● What is being asked
Each line that includes the word "crown" should be copied from the records.

● Input for this task
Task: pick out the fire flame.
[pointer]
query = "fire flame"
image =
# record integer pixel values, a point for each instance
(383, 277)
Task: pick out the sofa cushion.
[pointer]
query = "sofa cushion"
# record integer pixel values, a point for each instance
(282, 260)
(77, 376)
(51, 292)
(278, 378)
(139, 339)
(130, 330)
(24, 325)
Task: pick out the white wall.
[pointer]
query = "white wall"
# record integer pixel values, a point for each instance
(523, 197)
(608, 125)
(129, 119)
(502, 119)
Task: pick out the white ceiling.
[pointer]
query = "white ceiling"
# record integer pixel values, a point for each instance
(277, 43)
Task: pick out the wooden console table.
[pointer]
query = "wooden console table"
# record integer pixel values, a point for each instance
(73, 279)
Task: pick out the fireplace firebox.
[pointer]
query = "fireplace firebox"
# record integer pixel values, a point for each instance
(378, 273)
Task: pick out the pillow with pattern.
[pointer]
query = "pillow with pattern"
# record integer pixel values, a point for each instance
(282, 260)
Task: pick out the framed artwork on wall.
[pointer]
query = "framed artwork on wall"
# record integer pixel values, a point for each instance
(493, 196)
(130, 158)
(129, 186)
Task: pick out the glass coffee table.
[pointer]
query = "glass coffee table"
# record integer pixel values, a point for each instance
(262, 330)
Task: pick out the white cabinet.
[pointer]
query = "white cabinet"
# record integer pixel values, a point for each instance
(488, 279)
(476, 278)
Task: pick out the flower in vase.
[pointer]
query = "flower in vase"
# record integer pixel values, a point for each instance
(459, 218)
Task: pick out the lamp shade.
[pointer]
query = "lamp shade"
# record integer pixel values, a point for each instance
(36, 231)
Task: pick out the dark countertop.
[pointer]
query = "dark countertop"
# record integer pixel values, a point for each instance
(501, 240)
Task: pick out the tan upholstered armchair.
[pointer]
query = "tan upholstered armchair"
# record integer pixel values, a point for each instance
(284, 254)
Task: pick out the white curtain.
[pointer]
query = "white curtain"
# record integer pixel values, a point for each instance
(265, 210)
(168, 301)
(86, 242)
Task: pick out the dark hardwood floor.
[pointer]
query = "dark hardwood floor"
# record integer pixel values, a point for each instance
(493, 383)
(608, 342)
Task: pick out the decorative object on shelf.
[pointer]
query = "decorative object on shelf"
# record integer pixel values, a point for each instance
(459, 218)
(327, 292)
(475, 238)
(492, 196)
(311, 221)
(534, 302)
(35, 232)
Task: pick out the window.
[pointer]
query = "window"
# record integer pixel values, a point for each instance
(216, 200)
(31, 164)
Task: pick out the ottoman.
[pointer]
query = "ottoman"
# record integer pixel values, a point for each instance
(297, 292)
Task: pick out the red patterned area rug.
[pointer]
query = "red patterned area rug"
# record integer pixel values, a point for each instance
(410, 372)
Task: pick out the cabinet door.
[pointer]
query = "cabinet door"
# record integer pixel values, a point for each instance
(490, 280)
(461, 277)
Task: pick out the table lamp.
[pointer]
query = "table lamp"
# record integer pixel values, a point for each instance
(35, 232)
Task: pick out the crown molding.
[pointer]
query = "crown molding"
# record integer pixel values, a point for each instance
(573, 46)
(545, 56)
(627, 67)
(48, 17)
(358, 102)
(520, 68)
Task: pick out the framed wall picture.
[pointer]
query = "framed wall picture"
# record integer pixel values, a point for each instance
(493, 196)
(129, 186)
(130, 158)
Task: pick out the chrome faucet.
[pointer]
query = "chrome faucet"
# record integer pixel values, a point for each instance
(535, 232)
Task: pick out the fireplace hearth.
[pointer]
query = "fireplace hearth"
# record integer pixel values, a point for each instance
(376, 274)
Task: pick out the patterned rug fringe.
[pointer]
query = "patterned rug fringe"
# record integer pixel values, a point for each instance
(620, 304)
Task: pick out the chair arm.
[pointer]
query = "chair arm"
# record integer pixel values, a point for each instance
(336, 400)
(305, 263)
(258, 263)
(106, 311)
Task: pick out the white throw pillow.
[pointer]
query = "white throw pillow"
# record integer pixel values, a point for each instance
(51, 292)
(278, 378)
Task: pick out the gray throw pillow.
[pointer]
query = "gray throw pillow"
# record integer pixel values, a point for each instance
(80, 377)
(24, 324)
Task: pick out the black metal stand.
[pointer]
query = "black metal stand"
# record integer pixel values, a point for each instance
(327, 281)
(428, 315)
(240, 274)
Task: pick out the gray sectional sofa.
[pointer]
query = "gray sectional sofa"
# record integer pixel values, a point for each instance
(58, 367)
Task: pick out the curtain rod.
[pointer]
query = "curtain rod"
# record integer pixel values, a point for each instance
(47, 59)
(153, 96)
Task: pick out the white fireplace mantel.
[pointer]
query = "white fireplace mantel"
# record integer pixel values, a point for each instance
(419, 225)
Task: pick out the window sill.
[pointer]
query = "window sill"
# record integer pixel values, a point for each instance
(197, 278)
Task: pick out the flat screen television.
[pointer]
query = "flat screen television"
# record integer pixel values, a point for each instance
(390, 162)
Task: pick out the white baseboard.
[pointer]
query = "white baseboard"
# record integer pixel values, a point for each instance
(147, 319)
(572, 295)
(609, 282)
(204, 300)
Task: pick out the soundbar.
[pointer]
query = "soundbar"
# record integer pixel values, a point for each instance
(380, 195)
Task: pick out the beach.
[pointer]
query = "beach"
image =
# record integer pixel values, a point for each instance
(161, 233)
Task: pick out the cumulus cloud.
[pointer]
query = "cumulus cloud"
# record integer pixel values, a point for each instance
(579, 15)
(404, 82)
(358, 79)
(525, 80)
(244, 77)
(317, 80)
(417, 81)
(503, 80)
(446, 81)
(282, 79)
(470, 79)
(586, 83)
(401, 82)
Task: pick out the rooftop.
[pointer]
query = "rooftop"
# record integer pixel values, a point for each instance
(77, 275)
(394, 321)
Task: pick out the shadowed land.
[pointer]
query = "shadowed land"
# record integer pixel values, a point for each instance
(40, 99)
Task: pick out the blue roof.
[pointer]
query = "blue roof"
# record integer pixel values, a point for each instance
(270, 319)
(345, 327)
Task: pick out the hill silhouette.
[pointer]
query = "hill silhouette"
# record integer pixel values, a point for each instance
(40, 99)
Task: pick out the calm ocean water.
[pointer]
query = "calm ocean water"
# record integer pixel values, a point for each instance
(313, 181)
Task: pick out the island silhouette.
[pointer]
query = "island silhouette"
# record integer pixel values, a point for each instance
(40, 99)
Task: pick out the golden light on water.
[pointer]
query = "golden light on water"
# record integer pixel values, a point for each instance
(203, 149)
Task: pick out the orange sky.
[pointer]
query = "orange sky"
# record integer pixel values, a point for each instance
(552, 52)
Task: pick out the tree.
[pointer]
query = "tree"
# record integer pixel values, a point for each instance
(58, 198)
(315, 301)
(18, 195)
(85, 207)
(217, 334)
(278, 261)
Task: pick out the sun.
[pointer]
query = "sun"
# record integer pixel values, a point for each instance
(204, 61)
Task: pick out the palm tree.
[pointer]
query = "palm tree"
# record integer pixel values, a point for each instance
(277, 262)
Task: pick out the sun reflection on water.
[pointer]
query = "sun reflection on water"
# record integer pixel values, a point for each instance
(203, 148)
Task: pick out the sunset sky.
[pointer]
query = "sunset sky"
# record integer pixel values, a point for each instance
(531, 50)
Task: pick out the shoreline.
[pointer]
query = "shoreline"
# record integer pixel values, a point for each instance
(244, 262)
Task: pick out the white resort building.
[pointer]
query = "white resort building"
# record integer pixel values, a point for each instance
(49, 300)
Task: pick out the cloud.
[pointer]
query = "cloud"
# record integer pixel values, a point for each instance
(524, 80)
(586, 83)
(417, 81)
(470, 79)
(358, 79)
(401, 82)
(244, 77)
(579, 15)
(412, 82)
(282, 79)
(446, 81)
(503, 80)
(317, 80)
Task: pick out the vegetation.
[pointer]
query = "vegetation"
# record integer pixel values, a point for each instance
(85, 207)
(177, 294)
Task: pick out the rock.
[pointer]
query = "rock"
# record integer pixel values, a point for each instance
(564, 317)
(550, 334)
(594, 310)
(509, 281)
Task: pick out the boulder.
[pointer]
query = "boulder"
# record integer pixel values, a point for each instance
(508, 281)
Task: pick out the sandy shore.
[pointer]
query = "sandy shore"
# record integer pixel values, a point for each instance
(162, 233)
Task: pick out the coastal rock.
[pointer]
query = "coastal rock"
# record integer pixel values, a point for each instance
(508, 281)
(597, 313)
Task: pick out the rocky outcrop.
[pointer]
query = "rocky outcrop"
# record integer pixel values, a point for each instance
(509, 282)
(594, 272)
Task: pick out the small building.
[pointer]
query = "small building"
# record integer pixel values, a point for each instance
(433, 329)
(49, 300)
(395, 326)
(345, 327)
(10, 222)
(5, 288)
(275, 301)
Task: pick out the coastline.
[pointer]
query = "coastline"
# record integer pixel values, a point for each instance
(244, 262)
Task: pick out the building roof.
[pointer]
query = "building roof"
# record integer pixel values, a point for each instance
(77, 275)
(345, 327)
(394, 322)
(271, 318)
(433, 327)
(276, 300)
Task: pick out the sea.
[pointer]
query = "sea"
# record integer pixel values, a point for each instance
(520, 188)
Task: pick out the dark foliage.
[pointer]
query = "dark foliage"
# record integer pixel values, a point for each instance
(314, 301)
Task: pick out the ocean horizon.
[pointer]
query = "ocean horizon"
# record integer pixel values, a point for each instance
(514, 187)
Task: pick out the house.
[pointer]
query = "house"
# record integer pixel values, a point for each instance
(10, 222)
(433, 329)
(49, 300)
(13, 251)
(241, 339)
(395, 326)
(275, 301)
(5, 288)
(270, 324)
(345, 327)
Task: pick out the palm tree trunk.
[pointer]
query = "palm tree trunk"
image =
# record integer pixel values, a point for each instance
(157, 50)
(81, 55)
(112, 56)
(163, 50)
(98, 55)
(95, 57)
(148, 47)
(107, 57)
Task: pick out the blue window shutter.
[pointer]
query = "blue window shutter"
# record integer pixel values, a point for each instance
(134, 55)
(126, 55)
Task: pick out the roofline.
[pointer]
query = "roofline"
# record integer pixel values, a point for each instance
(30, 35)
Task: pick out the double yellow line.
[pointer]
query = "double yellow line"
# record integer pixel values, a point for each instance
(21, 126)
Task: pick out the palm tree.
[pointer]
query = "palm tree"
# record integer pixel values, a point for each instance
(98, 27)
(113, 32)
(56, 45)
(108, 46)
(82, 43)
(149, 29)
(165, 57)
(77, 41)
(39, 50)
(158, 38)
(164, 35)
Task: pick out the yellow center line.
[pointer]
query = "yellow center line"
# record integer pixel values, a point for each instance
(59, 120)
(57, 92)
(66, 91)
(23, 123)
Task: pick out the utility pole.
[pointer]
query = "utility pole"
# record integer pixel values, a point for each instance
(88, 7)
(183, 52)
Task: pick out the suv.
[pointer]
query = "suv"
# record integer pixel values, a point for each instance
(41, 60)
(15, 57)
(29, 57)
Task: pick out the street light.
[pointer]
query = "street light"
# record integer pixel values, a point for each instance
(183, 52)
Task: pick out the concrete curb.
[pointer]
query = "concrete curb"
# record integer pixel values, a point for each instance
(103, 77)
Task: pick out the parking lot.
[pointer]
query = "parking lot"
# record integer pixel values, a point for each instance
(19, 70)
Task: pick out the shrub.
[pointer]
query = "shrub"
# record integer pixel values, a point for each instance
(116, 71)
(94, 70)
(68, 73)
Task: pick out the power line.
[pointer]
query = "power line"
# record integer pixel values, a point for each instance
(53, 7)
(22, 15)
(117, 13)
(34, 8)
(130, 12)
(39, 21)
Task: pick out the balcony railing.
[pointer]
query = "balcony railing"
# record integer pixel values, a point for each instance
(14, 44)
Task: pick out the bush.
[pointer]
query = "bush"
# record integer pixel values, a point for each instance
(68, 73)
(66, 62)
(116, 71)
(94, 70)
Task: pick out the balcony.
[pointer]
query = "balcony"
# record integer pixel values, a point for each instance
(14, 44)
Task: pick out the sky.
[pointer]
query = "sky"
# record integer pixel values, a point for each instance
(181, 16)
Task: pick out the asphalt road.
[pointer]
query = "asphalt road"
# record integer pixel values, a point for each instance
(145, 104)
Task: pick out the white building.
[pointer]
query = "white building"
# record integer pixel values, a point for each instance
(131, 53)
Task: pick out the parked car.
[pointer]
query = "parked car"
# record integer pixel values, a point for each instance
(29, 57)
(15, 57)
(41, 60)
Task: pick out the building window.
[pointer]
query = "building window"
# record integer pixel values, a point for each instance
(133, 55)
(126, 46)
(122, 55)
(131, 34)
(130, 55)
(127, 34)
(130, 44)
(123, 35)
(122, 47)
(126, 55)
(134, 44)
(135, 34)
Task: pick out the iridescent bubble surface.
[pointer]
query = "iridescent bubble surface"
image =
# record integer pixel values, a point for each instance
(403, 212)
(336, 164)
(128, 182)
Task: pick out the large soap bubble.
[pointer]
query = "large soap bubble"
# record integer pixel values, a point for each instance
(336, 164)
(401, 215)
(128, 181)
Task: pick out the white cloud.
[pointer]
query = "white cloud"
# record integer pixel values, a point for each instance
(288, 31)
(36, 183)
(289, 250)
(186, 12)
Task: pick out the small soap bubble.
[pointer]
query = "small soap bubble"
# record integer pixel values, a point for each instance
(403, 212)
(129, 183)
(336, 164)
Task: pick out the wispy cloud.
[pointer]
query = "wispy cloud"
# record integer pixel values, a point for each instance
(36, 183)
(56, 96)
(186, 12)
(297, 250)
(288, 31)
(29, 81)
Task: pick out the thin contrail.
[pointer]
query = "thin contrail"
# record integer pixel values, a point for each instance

● Answer section
Task: pick out the crown molding.
query = "crown molding"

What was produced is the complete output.